(TEXTE À LIRE):
_ _ _ _ _ _ _

La réalité à laquelle Israël ne peut plus échapper

Par Ahmed Abu Artema, le 13 avril 2022

Il existe un principe simple qu’Israël ignore : une société basée sur l’oppression d’un autre peuple ne peut pas rêver d’une vie normale. 

Au cours des dernières semaines s’est produite une escalade significative d’incidents de résistance palestinienne à travers les territoires palestiniens occupés par Israël. Au moins quatorze Israéliens ont été tués en quatre attaques menées par de jeunes Palestiniens dans le Néguev, à Hadera et à Tel-Aviv. 

La gravité des récents incidents de résistance ne tient pas au nombre de morts, puisqu’il n’y a pas de comparaison entre les pertes israéliennes et les soixante-quatorze ans de pertes palestiniennes résultant de l’occupation et des agressions israéliennes continuelles. Le danger pour Israël est plutôt dans le dommage causé à l’image d’Israël par la perte de stabilité de la sécurité dans un pays qui a justifié son existence par l’offre d’un refuge aux Juifs du monde entier.

_ _ _ _ _ _ _

Répondez aux trois questions sur l'article consacré à Israël, en numérotant vos réponses comme les questions.
1. À quelle date l'article a-t-il été publié ?
2. Dans quels lieux les quatre attaques menées par de jeunes Palestiniens ont-elles eu lieu ?
3. Selon l'article, par quoi le dommage causé à l'image d'Israël est-il provoqué ?
Vous n'aurez pas besoin du matériel.

(Entrées d'étiquetage de la position des objets)
_ _ _ _ _ _ _

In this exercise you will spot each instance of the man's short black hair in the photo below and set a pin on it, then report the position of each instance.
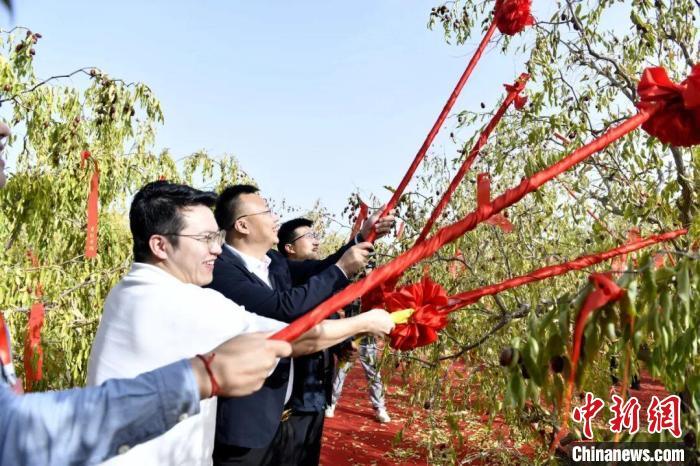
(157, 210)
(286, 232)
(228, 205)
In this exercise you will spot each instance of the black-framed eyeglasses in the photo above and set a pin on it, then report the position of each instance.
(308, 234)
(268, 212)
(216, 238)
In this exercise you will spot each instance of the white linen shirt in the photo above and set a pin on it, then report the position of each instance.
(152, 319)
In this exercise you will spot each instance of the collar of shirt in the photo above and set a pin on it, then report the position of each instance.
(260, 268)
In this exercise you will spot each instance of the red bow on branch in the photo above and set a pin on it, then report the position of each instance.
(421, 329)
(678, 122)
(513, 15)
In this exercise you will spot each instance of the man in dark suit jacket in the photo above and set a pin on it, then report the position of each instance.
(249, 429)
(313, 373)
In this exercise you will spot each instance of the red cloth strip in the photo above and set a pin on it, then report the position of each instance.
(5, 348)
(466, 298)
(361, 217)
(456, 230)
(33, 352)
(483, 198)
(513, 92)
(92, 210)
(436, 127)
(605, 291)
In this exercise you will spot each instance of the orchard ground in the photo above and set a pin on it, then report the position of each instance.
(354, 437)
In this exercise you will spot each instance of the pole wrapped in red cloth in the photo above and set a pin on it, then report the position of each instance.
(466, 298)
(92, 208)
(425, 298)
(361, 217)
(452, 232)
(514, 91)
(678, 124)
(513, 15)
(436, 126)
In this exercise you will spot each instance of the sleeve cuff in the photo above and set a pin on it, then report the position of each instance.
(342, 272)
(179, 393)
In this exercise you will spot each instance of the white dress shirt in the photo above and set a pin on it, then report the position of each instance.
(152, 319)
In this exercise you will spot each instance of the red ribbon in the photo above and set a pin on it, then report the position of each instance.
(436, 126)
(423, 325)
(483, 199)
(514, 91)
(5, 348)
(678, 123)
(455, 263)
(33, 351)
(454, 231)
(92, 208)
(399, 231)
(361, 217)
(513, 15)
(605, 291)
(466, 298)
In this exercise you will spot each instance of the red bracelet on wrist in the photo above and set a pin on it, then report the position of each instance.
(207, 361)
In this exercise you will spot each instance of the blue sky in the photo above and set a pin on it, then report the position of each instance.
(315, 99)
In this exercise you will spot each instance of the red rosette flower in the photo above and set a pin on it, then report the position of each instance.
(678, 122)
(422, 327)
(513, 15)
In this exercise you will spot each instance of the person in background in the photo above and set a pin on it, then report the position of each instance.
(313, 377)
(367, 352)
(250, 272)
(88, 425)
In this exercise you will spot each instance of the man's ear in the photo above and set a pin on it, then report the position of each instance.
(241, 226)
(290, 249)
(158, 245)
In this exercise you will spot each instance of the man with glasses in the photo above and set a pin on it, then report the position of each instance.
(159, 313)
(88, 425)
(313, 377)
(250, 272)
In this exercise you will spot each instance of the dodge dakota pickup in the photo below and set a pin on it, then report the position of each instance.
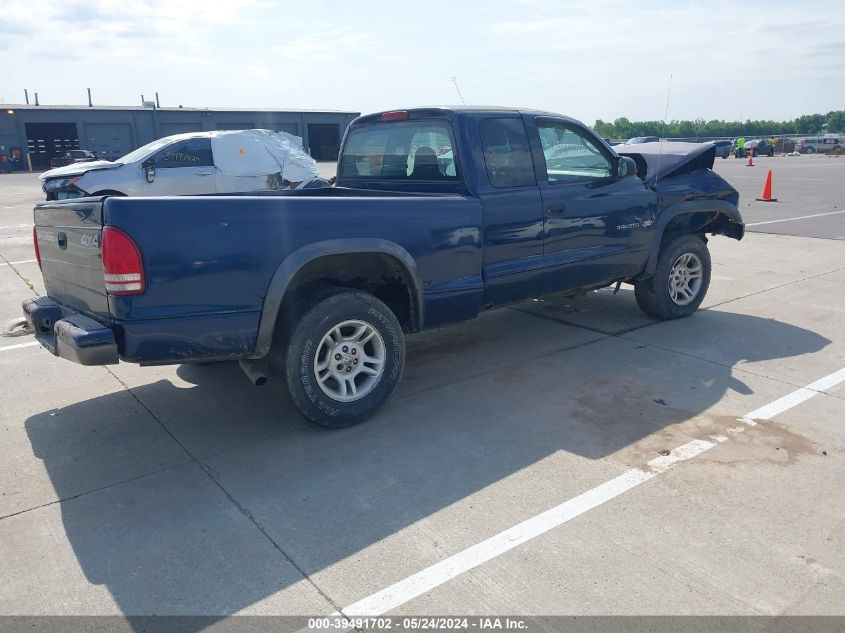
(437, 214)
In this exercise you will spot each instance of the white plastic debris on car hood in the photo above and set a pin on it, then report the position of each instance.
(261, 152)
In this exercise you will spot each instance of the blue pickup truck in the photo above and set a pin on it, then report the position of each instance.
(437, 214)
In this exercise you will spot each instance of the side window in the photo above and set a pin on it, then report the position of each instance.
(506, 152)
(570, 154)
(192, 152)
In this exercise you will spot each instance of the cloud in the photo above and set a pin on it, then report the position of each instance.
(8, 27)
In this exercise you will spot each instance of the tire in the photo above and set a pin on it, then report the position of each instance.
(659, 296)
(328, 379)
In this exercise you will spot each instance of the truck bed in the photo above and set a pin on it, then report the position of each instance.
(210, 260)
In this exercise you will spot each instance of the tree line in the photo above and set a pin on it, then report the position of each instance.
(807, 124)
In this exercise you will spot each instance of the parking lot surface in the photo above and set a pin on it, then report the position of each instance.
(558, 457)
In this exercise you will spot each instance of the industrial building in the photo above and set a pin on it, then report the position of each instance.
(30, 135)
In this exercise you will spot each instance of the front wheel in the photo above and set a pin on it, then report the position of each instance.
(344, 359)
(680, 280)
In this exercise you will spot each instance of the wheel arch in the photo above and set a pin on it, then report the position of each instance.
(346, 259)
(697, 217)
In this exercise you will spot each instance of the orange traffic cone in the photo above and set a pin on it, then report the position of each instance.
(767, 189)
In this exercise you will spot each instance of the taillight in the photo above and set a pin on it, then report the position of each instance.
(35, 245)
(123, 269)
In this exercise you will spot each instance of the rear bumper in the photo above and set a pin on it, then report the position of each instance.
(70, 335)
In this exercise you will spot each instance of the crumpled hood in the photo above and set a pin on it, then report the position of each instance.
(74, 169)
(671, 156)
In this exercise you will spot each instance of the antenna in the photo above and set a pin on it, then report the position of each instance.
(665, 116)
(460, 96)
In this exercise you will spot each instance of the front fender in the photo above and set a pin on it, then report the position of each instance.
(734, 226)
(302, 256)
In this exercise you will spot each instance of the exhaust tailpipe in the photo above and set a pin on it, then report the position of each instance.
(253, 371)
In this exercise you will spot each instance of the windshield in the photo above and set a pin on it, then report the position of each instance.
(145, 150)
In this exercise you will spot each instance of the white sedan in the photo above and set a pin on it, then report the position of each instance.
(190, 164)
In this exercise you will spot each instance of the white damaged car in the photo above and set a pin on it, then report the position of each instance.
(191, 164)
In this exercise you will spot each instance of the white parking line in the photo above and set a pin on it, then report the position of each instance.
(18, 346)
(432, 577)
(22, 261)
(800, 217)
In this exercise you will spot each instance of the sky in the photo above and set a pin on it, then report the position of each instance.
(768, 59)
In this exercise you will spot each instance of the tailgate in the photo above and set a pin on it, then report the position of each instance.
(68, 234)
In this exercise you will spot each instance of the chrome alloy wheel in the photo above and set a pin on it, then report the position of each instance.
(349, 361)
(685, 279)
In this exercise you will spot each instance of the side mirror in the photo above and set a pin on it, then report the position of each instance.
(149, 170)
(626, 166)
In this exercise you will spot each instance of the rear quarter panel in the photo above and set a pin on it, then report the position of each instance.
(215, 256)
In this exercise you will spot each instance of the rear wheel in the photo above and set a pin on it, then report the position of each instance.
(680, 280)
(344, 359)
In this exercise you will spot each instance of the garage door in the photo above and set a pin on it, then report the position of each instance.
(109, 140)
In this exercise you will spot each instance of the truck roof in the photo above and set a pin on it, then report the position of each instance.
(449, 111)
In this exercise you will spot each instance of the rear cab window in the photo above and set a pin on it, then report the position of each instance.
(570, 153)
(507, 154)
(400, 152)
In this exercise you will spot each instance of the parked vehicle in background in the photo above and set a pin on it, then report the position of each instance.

_ _ _ _ _ _ _

(RÉPONSE):
1. Le 13 avril 2022.
2. Dans le Néguev, à Hadera et à Tel-Aviv.
3. Par la perte de stabilité de la sécurité dans le pays.